RAW RECORDS.

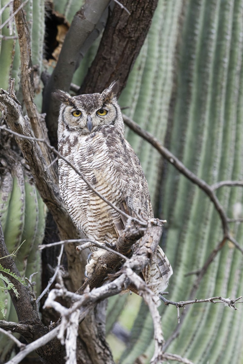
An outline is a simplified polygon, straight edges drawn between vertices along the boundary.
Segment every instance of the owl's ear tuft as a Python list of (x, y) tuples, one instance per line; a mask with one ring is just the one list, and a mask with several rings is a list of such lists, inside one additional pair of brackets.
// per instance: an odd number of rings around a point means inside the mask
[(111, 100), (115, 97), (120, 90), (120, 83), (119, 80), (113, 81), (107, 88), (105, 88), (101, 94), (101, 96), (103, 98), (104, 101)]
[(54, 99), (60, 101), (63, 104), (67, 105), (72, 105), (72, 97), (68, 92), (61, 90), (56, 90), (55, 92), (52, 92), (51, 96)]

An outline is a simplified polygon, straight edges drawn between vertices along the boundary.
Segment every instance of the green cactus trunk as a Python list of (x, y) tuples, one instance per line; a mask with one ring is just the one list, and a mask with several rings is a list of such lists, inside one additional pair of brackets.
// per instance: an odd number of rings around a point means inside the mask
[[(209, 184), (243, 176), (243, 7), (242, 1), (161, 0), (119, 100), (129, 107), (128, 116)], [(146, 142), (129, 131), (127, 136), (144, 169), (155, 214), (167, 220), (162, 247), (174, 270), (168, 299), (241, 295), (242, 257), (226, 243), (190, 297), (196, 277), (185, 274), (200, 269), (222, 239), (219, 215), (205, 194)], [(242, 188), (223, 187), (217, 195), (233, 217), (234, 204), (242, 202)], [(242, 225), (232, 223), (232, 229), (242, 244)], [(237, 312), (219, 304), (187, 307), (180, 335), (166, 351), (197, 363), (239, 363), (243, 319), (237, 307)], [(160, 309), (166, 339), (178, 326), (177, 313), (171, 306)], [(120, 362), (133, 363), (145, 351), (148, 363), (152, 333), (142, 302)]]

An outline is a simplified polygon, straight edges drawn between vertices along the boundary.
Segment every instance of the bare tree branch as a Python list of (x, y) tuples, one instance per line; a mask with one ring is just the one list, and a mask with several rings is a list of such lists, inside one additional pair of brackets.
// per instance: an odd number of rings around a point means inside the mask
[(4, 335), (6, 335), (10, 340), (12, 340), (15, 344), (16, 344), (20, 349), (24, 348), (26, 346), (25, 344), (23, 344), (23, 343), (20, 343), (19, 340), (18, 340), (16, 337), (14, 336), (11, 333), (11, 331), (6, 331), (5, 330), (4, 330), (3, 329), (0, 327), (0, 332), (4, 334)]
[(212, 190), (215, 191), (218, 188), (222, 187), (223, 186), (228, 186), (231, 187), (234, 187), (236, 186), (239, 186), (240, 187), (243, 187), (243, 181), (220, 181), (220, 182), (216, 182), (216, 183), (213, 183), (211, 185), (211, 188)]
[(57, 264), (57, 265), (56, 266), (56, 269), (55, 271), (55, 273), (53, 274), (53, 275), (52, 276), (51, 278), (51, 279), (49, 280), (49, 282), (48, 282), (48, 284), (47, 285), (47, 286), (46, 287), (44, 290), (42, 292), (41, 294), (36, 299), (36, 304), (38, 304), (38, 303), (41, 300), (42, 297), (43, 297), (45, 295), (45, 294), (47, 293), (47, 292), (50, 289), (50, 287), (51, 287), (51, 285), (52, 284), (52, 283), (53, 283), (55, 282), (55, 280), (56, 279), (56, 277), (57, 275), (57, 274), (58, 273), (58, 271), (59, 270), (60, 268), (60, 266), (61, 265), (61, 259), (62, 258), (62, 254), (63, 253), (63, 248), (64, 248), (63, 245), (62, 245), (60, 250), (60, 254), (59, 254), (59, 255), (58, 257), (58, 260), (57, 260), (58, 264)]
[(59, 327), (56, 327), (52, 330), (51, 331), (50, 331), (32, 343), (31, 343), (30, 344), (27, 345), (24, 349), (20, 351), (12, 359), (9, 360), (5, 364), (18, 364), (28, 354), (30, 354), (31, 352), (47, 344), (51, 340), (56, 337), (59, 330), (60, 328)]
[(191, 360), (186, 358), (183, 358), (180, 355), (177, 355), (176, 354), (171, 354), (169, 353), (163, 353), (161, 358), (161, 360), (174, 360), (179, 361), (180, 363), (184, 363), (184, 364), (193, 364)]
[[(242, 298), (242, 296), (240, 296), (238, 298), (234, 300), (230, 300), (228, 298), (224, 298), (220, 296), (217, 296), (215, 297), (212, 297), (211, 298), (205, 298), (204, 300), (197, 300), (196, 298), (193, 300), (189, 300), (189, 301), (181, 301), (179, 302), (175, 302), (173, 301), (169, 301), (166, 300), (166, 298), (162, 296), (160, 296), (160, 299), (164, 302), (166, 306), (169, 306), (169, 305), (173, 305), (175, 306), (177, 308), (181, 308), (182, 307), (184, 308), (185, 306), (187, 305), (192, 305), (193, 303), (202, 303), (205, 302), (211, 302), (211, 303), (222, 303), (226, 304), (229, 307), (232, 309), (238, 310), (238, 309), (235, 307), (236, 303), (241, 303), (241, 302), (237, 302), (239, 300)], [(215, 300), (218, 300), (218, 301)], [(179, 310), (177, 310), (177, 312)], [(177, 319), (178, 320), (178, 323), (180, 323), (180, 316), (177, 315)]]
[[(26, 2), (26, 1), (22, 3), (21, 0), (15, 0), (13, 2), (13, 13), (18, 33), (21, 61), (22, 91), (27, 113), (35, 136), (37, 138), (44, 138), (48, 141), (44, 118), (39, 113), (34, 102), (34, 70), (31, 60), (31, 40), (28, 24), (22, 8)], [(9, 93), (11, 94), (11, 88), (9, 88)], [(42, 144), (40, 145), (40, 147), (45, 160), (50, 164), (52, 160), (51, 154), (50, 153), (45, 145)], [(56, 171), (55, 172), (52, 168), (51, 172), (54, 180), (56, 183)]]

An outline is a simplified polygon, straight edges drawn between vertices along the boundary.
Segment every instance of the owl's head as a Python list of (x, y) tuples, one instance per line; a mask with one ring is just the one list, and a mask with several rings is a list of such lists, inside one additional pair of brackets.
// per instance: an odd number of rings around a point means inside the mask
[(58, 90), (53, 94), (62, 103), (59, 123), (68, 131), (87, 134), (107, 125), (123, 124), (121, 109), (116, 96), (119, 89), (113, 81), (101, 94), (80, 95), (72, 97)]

...

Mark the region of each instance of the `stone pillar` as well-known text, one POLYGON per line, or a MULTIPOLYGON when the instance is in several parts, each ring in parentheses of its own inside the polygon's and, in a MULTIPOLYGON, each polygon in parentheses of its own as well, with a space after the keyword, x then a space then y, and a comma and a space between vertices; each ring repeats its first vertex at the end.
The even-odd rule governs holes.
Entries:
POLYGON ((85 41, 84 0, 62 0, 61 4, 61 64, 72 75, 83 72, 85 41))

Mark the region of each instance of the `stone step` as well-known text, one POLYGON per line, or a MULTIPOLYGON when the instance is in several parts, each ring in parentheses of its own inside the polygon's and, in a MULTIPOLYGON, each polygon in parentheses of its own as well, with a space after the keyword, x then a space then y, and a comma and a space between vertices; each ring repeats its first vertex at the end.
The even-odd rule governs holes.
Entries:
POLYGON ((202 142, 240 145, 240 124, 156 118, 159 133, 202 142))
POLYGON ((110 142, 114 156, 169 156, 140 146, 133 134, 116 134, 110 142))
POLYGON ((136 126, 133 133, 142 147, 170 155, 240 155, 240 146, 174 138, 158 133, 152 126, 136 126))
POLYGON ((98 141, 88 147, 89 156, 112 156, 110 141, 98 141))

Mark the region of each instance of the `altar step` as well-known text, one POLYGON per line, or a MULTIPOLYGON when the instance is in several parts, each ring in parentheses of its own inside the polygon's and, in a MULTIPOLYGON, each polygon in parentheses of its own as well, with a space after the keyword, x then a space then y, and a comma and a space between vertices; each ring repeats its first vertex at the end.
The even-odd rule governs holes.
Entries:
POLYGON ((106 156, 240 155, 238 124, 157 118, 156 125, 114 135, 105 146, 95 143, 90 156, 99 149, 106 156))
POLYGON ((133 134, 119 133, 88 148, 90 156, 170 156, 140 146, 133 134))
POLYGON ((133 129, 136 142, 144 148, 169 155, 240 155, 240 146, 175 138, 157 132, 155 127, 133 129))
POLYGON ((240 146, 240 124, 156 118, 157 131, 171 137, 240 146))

PROBLEM DESCRIPTION. List each line above that contains the string "brackets", with case taken into account.

WRITTEN RESPONSE.
Segment every instance of the owl's ear tuft as a Python list of (x, y) tuples, one instance per line; a mask with one ring is just the one list, and a mask with several rings is a list of such lists, inside one additional pair of brackets.
Segment every instance of the green cactus trunk as a Python list of (x, y) tuples, one instance per line; a mask with one ring is just the one list, and a mask with several rings is a list of such lists, inside one additional pair of brackets.
Segment every instance of the bare tree branch as a Python list of (x, y) tuples, one instance per line; a mask with one ring is just the one list, and a mask with several rings is a list of such lists, inside one additional pair of brackets.
Segment every instance of the owl's head as a Python list of (x, y) tuples, one instance per line; a mask with one ring is just the one list, and a mask with several rings is a list of such lists, inside one additional pair of brackets.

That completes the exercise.